Disgraced former personal lawyer to Donald Trump, Michael Cohen, was dealt a major blow to his efforts to go to battle with his former boss.
Today, the Supreme Court outright rejected Cohen’s last-ditch effort to revive a civil rights claim against Trump.
According to NBC News, the nation’s highest court left in place lower court rulings that said Cohen could not pursue his allegation that then-President Trump and other officials violated his rights by putting him in solitary confinement for writing a tell-all book.
In basis of the case stems from 2020, when Cohen was serving a three-year sentence on various charges relating to the work he had carried out for Trump.
He had been in home confinement because of the Covid-19 pandemic but was ordered back to prison after refusing to sign a form that would have prevented him from speaking to the press or posting on social media.
After 16 days in solitary confinement, a federal judge ordered Cohen released, finding that officials had retaliated against him on free speech grounds.

- - -

(Assigned task 1): In the article on Michael Cohen's rejected civil rights claim, how many days did Cohen spend in solitary confinement before a federal judge ordered his release?
(Assigned task 2): Write the next few sentences of the article on Michael Cohen's rejected civil rights claim, picking up after its final sentence.
The data that follows plays no part in the work here.

(Provided material):
- - -

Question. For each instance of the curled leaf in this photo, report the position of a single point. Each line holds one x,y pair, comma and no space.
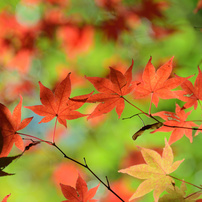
147,127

- - -

(Task answer 1): He spent 16 days in solitary confinement.

(Task answer 2):
Cohen then sued Trump and other officials, seeking damages for the alleged violation of his right to be free from unreasonable search and seizure under the Constitution’s Fourth Amendment, among other things.
However, the Supreme Court has made it difficult to bring constitutional claims against individual federal officials, rolling back a 1971 precedent called Bivens v. Six Unknown Named Agents of the Federal Bureau of Narcotics that first allowed them, according to the NBC report.
A federal judge in New York and the 2nd Circuit U.S. Court of Appeals both highlighted the Supreme Court’s recent ruling in throwing out Cohen’s claims, which the Supreme Court ultimately upheld and put Cohen’s last-ditch effort on life support.